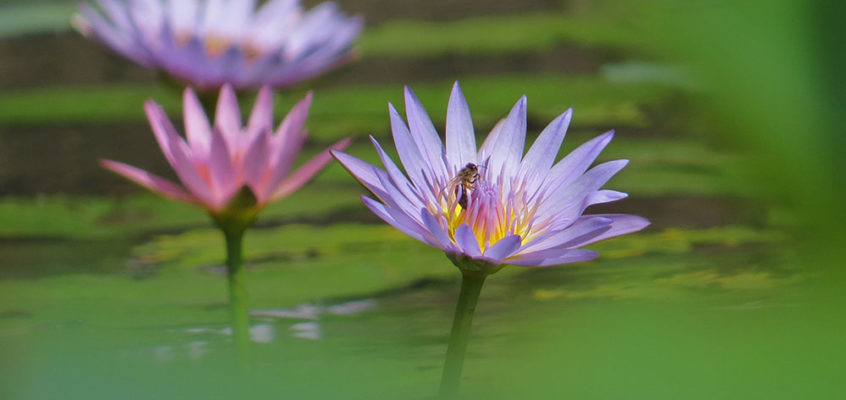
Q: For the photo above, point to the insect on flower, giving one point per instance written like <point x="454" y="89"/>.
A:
<point x="493" y="205"/>
<point x="463" y="181"/>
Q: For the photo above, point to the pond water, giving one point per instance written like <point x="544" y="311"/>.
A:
<point x="109" y="292"/>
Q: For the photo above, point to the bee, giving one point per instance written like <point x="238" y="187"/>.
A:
<point x="463" y="181"/>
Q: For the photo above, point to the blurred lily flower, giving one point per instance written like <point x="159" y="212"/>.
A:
<point x="228" y="168"/>
<point x="494" y="206"/>
<point x="212" y="42"/>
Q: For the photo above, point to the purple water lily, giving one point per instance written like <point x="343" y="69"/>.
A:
<point x="209" y="43"/>
<point x="517" y="209"/>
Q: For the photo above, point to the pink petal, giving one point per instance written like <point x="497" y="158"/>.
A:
<point x="150" y="181"/>
<point x="505" y="157"/>
<point x="257" y="162"/>
<point x="460" y="136"/>
<point x="197" y="127"/>
<point x="308" y="170"/>
<point x="292" y="125"/>
<point x="503" y="248"/>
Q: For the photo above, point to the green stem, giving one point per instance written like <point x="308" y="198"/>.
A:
<point x="239" y="311"/>
<point x="471" y="287"/>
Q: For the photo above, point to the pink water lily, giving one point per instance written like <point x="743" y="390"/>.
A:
<point x="207" y="43"/>
<point x="520" y="209"/>
<point x="219" y="161"/>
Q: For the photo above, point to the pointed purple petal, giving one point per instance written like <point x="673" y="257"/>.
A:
<point x="424" y="134"/>
<point x="621" y="224"/>
<point x="489" y="144"/>
<point x="555" y="258"/>
<point x="408" y="152"/>
<point x="397" y="178"/>
<point x="292" y="125"/>
<point x="261" y="118"/>
<point x="197" y="127"/>
<point x="228" y="116"/>
<point x="503" y="248"/>
<point x="362" y="171"/>
<point x="577" y="162"/>
<point x="541" y="155"/>
<point x="460" y="136"/>
<point x="256" y="162"/>
<point x="505" y="157"/>
<point x="569" y="201"/>
<point x="584" y="229"/>
<point x="405" y="225"/>
<point x="437" y="231"/>
<point x="308" y="170"/>
<point x="221" y="170"/>
<point x="178" y="155"/>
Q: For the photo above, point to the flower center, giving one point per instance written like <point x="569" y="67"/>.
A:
<point x="491" y="213"/>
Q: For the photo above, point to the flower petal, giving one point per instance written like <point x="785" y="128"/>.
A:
<point x="228" y="116"/>
<point x="150" y="181"/>
<point x="568" y="202"/>
<point x="424" y="134"/>
<point x="256" y="161"/>
<point x="397" y="178"/>
<point x="467" y="242"/>
<point x="197" y="127"/>
<point x="460" y="136"/>
<point x="364" y="172"/>
<point x="577" y="162"/>
<point x="308" y="170"/>
<point x="555" y="257"/>
<point x="585" y="228"/>
<point x="222" y="172"/>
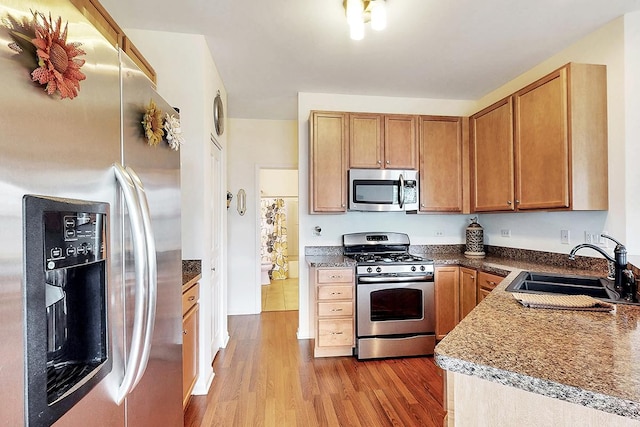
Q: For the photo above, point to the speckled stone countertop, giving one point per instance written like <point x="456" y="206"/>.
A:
<point x="587" y="358"/>
<point x="191" y="273"/>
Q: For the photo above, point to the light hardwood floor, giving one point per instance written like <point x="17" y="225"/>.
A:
<point x="280" y="295"/>
<point x="267" y="377"/>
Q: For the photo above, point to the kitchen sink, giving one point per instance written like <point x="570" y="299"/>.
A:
<point x="546" y="283"/>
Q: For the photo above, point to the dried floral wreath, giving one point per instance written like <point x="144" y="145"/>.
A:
<point x="152" y="123"/>
<point x="58" y="62"/>
<point x="174" y="133"/>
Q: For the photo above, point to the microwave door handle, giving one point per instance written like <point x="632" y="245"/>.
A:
<point x="401" y="195"/>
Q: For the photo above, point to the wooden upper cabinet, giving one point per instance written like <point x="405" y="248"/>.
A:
<point x="400" y="142"/>
<point x="109" y="28"/>
<point x="365" y="140"/>
<point x="441" y="164"/>
<point x="328" y="162"/>
<point x="557" y="158"/>
<point x="492" y="173"/>
<point x="379" y="141"/>
<point x="542" y="143"/>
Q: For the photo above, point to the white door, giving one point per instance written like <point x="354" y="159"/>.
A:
<point x="218" y="305"/>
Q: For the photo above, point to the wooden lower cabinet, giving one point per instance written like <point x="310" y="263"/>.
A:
<point x="458" y="291"/>
<point x="468" y="291"/>
<point x="447" y="291"/>
<point x="334" y="307"/>
<point x="190" y="312"/>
○ ○ ○
● Task directions: Skip every picture and transcribe the data above exactly.

● Full answer:
Q: For the photo above, point to the insect on flower, giving one point per instance written like <point x="454" y="89"/>.
A:
<point x="493" y="205"/>
<point x="463" y="181"/>
Q: For the photo above, point to the pond water, giving one point per instance written like <point x="544" y="311"/>.
A:
<point x="109" y="292"/>
Q: For the photo above, point to the bee, giving one point per instance written like <point x="238" y="187"/>.
A:
<point x="463" y="181"/>
Q: For the photo above, point to the blurred lily flower, giving one point per instance written like <point x="159" y="212"/>.
A:
<point x="228" y="168"/>
<point x="494" y="206"/>
<point x="212" y="42"/>
Q: For the photo above, point to the purple water lily, giving one point per instance written like <point x="343" y="69"/>.
A:
<point x="209" y="43"/>
<point x="517" y="209"/>
Q: For the photo above, point to the pink petal, giving one point per instance written like <point x="497" y="158"/>.
A:
<point x="150" y="181"/>
<point x="505" y="157"/>
<point x="257" y="162"/>
<point x="460" y="136"/>
<point x="197" y="127"/>
<point x="308" y="170"/>
<point x="292" y="125"/>
<point x="503" y="248"/>
Q: For the photo above, point to the green stem, giving one point per instance written like <point x="308" y="198"/>.
A:
<point x="239" y="311"/>
<point x="471" y="287"/>
Q: For the photo above, point to the pink water lily, giving one point per instance written like <point x="743" y="390"/>.
A:
<point x="207" y="43"/>
<point x="520" y="209"/>
<point x="219" y="161"/>
Q: For the photo above, point to the pointed purple petal, giving one point per instance written like <point x="673" y="257"/>.
A:
<point x="424" y="134"/>
<point x="621" y="224"/>
<point x="489" y="144"/>
<point x="555" y="258"/>
<point x="408" y="152"/>
<point x="397" y="178"/>
<point x="292" y="125"/>
<point x="261" y="118"/>
<point x="197" y="127"/>
<point x="228" y="116"/>
<point x="503" y="248"/>
<point x="362" y="171"/>
<point x="577" y="162"/>
<point x="541" y="155"/>
<point x="460" y="136"/>
<point x="256" y="162"/>
<point x="505" y="157"/>
<point x="569" y="201"/>
<point x="584" y="229"/>
<point x="405" y="225"/>
<point x="437" y="231"/>
<point x="308" y="170"/>
<point x="221" y="170"/>
<point x="178" y="155"/>
Q: For the photo above, point to the flower center, giving one point per instance written like <point x="569" y="67"/>.
A:
<point x="491" y="213"/>
Q: For the photo above, point to the flower petal, giving one point per instance written like <point x="785" y="128"/>.
A:
<point x="228" y="116"/>
<point x="150" y="181"/>
<point x="568" y="202"/>
<point x="424" y="134"/>
<point x="256" y="161"/>
<point x="397" y="178"/>
<point x="467" y="242"/>
<point x="197" y="127"/>
<point x="460" y="136"/>
<point x="364" y="172"/>
<point x="577" y="162"/>
<point x="308" y="170"/>
<point x="555" y="257"/>
<point x="585" y="228"/>
<point x="222" y="172"/>
Q: For the photo above, point to the speckled stone countertop, giving one point per instance written like <point x="456" y="206"/>.
A:
<point x="587" y="358"/>
<point x="191" y="273"/>
Q: For the photo above, point to the light hardwood floor, giving one point per instance written like <point x="17" y="225"/>.
A:
<point x="280" y="295"/>
<point x="267" y="377"/>
Q: For the photo above, point to the kitchen sink, giving one point per instance written like <point x="570" y="299"/>.
A:
<point x="546" y="283"/>
Q: For the photo above, point to the dried floral wreath, giving one point per instance written like <point x="144" y="145"/>.
A:
<point x="152" y="123"/>
<point x="58" y="62"/>
<point x="174" y="133"/>
Q: For the photo above, point to the microwave door handle, giving one point per instance written like <point x="632" y="245"/>.
A:
<point x="401" y="195"/>
Q: For the photo above, point to the wooden upper cabinet, giving one point per instance written like <point x="405" y="248"/>.
A:
<point x="400" y="142"/>
<point x="109" y="28"/>
<point x="365" y="140"/>
<point x="441" y="164"/>
<point x="328" y="162"/>
<point x="557" y="158"/>
<point x="492" y="173"/>
<point x="379" y="141"/>
<point x="542" y="143"/>
Q: For the photo above, point to the white door, giving one point per instance written like <point x="354" y="159"/>.
A:
<point x="218" y="305"/>
Q: For the photo above, point to the wooden lower cabinet, giving one point per instance written like <point x="310" y="263"/>.
A:
<point x="458" y="291"/>
<point x="468" y="291"/>
<point x="447" y="291"/>
<point x="334" y="307"/>
<point x="190" y="312"/>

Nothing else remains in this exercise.